[Data records]

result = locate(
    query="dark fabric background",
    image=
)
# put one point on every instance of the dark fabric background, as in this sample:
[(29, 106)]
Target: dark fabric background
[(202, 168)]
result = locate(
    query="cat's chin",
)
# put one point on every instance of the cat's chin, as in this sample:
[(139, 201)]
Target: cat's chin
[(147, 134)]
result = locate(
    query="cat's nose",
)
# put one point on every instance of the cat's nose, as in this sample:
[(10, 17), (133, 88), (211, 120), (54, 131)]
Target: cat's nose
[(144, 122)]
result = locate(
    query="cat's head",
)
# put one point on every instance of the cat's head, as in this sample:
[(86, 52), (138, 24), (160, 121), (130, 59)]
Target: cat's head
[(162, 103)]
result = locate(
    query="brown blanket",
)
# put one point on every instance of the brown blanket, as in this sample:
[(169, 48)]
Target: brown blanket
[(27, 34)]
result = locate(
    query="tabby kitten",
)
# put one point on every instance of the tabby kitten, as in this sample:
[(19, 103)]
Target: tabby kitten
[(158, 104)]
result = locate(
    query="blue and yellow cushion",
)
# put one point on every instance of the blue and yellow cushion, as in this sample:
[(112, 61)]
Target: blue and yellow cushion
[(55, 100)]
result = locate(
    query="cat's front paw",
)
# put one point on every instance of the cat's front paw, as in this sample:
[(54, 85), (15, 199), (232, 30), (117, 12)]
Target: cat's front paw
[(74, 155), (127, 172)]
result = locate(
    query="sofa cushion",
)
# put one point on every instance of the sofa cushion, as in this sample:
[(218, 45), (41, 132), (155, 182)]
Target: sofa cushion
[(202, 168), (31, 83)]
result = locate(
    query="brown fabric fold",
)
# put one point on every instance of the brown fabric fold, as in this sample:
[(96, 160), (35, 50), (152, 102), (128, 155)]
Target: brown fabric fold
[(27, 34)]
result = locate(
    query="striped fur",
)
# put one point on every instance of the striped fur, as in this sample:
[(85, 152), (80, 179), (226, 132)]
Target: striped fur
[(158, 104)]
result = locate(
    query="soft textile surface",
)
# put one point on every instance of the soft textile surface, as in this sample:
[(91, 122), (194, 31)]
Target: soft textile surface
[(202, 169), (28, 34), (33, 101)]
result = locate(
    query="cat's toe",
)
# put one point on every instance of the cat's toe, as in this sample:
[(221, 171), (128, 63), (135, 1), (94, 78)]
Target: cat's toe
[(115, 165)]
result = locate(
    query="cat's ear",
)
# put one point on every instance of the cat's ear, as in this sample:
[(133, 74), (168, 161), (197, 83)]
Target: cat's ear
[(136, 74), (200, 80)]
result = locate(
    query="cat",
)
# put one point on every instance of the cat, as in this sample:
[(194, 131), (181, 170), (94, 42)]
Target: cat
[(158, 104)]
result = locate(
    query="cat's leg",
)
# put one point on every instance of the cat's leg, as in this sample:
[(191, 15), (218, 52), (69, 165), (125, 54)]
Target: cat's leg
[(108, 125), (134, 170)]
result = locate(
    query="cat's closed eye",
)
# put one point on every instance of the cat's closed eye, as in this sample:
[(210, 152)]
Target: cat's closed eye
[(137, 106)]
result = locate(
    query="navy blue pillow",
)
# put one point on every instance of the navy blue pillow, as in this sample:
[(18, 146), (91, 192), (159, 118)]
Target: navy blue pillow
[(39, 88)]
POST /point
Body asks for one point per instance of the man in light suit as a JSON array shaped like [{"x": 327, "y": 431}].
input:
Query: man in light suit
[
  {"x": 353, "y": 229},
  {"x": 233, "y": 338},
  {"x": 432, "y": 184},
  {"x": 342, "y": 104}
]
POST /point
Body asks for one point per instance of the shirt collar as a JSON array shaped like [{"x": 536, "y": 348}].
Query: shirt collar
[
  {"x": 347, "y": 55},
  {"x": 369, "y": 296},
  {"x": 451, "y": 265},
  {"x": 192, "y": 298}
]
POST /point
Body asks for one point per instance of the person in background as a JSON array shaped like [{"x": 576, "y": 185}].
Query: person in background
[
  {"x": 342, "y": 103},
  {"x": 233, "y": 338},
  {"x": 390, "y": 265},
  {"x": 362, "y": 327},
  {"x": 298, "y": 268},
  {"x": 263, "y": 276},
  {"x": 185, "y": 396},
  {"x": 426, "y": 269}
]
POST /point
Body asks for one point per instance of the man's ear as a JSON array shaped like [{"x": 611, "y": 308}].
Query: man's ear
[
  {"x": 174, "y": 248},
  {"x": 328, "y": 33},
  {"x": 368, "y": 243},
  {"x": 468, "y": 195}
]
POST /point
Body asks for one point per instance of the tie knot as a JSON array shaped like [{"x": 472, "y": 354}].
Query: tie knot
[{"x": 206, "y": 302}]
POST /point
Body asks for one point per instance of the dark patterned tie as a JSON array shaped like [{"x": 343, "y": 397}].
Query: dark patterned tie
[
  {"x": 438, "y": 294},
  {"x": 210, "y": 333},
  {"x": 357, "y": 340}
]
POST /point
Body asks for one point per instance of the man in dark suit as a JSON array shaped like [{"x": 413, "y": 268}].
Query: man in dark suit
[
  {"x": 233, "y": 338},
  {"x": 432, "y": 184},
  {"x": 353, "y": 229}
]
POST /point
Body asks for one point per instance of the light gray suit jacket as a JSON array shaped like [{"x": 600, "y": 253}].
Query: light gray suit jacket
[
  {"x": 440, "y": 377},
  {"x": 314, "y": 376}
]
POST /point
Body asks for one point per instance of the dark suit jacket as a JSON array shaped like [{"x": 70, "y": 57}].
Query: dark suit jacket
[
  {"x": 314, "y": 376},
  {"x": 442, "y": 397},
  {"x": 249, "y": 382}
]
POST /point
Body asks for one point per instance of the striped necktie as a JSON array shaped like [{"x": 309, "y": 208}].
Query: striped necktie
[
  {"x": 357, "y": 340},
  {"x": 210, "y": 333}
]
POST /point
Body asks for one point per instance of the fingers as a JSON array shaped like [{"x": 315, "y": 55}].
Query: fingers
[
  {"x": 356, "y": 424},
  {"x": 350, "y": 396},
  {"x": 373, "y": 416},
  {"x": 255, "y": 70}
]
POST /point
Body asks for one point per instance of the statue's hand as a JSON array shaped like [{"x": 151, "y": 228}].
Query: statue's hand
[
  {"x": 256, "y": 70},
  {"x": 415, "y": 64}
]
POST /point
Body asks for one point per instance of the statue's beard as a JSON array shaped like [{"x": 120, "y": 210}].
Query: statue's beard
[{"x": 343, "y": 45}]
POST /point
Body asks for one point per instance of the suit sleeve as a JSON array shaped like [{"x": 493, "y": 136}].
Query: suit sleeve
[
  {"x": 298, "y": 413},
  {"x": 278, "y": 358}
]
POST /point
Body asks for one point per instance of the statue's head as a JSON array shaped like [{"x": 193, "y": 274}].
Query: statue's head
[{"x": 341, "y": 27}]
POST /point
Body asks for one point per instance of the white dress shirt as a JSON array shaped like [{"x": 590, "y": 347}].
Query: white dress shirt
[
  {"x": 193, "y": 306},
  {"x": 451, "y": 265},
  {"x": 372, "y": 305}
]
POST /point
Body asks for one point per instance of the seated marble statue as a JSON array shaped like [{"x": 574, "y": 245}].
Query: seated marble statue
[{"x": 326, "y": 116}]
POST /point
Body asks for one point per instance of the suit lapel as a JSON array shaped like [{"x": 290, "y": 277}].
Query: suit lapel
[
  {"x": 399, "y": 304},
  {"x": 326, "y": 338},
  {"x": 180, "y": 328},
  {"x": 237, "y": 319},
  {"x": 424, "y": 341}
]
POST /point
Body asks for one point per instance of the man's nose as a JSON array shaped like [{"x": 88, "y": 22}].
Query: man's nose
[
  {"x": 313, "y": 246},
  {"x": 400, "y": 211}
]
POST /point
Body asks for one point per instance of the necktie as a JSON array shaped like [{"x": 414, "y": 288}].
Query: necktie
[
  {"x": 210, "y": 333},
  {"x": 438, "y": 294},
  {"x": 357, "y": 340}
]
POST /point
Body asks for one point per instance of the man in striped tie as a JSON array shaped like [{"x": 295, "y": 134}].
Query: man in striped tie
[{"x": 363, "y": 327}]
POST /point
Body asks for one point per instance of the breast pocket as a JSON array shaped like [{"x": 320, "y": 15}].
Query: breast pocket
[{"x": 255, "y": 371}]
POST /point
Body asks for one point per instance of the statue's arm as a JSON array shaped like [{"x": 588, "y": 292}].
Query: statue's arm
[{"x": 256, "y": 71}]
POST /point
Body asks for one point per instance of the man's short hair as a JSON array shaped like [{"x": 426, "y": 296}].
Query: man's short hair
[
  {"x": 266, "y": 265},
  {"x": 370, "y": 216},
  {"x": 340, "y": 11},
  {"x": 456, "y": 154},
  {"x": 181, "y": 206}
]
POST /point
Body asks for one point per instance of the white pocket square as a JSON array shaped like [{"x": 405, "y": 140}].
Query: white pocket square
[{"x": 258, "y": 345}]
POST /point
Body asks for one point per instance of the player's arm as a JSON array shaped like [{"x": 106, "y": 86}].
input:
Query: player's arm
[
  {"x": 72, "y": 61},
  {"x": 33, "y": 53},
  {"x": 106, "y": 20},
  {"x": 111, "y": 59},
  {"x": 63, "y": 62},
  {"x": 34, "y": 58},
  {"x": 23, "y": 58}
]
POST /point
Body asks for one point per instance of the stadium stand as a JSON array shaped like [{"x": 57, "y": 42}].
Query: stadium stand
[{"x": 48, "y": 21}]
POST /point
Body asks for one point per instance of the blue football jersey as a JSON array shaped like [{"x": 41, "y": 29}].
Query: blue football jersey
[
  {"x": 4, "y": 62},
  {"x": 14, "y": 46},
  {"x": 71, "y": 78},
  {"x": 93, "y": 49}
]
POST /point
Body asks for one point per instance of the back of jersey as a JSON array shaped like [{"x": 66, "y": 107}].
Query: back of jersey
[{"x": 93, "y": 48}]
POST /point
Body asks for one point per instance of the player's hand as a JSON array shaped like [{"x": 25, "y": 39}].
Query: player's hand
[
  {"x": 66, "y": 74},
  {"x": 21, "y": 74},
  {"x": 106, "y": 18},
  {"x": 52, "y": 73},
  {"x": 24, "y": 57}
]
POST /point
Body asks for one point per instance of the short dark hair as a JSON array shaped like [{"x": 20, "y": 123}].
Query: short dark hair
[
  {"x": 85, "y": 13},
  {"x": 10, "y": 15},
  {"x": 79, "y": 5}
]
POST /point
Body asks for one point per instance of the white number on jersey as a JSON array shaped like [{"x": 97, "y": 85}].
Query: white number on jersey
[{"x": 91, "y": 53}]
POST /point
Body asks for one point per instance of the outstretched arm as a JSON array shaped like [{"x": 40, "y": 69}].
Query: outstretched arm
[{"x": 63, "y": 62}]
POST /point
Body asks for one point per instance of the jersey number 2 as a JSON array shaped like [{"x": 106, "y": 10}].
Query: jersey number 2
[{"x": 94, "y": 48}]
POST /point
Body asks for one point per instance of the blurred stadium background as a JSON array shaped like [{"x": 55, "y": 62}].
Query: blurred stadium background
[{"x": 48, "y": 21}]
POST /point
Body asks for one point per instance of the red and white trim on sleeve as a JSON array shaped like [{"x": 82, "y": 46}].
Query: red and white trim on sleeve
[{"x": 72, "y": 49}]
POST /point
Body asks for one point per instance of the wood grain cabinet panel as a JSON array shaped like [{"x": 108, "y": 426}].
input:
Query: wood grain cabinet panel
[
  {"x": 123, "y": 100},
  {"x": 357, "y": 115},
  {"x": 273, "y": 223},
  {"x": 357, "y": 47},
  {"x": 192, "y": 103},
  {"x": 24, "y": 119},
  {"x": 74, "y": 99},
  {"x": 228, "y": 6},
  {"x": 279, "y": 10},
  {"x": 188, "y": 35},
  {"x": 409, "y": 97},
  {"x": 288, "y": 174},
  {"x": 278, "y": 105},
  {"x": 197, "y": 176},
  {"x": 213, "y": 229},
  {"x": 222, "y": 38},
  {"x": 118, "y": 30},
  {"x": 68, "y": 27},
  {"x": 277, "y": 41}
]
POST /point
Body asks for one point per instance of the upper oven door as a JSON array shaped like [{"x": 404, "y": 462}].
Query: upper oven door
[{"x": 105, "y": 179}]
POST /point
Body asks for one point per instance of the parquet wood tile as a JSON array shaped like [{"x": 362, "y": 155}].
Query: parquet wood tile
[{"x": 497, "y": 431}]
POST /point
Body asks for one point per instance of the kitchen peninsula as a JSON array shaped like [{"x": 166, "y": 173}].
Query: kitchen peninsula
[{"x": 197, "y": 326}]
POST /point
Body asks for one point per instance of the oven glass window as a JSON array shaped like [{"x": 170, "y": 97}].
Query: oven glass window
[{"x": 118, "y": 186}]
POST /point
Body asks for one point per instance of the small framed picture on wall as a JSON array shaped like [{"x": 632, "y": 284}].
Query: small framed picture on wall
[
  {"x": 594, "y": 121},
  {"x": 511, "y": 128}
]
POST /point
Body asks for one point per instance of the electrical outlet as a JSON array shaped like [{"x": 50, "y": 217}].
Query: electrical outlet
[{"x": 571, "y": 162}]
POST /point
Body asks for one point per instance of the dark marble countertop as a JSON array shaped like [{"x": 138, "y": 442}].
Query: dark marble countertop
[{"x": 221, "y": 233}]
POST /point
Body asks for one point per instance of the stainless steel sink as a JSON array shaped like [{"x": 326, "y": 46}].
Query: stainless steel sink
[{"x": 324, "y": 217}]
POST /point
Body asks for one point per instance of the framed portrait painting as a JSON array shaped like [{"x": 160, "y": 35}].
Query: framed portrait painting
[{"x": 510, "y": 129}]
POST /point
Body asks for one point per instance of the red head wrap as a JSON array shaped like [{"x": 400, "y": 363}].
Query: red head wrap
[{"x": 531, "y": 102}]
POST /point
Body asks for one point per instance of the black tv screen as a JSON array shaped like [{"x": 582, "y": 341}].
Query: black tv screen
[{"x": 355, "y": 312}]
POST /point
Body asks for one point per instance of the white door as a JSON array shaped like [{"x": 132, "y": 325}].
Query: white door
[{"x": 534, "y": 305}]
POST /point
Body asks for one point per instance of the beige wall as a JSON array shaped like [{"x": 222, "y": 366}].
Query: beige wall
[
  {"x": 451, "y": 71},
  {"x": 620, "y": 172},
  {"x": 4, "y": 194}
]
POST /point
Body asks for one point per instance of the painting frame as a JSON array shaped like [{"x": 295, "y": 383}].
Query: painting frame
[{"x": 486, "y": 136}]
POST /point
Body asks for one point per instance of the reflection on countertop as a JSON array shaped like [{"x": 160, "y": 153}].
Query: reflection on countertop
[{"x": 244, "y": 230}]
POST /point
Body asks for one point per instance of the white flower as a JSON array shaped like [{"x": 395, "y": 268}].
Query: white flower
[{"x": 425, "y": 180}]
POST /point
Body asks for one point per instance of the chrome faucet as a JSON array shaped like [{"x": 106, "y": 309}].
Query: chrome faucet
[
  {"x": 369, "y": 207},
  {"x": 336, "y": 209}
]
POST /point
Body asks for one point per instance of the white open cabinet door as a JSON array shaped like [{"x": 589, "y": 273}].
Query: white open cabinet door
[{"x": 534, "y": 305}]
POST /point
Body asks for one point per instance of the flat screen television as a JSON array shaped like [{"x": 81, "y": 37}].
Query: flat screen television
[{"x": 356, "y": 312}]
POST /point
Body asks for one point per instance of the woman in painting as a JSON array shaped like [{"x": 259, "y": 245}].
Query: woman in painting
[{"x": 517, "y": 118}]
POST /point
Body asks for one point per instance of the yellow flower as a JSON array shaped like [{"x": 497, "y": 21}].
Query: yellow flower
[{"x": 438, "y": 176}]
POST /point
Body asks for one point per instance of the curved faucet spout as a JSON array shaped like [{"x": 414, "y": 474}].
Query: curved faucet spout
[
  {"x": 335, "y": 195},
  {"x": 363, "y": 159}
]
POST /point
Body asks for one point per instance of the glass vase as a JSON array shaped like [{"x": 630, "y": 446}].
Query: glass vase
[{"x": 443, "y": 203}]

## [Task to complete]
Using the records above, copy word for word the line with "Body asks for one point per instance of the red and", the line with "Body asks for one point per instance of the small", and every line between them.

## [Your solution]
Body asks for one point per instance of the red and white trim on sleeve as a JSON array shaped like [{"x": 82, "y": 46}].
Query: red and white trim on sleeve
[{"x": 72, "y": 49}]
POST /point
Body asks for one point per instance of the wood grain cabinet panel as a JSON array shaped like [{"x": 108, "y": 426}].
input:
Query: wood grain cabinet panel
[
  {"x": 123, "y": 100},
  {"x": 357, "y": 115},
  {"x": 273, "y": 223},
  {"x": 357, "y": 47},
  {"x": 192, "y": 103},
  {"x": 24, "y": 119},
  {"x": 74, "y": 99},
  {"x": 228, "y": 6},
  {"x": 279, "y": 10},
  {"x": 188, "y": 35},
  {"x": 409, "y": 97},
  {"x": 288, "y": 174},
  {"x": 278, "y": 105},
  {"x": 197, "y": 176},
  {"x": 213, "y": 229},
  {"x": 222, "y": 38},
  {"x": 118, "y": 30},
  {"x": 68, "y": 27},
  {"x": 277, "y": 41}
]
POST /point
Body asks for one point per instance of the upper oven door as a JSON array shaped like [{"x": 404, "y": 462}].
Query: upper oven door
[{"x": 105, "y": 179}]
POST /point
Body asks for one point per instance of the parquet wood tile as a JSON array shaped like [{"x": 362, "y": 155}].
Query: parquet wood tile
[{"x": 497, "y": 431}]
POST /point
Body asks for one point per instance of the kitchen peninsula as a JSON array shaped like [{"x": 166, "y": 173}].
Query: kitchen peninsula
[{"x": 197, "y": 326}]
POST /point
Body asks for one point per instance of the oven glass window as a JSON array shaped like [{"x": 170, "y": 97}].
Query: oven glass window
[{"x": 118, "y": 186}]
POST /point
Body asks for one point per instance of the small framed picture on wall as a JSON array shaped like [{"x": 632, "y": 284}].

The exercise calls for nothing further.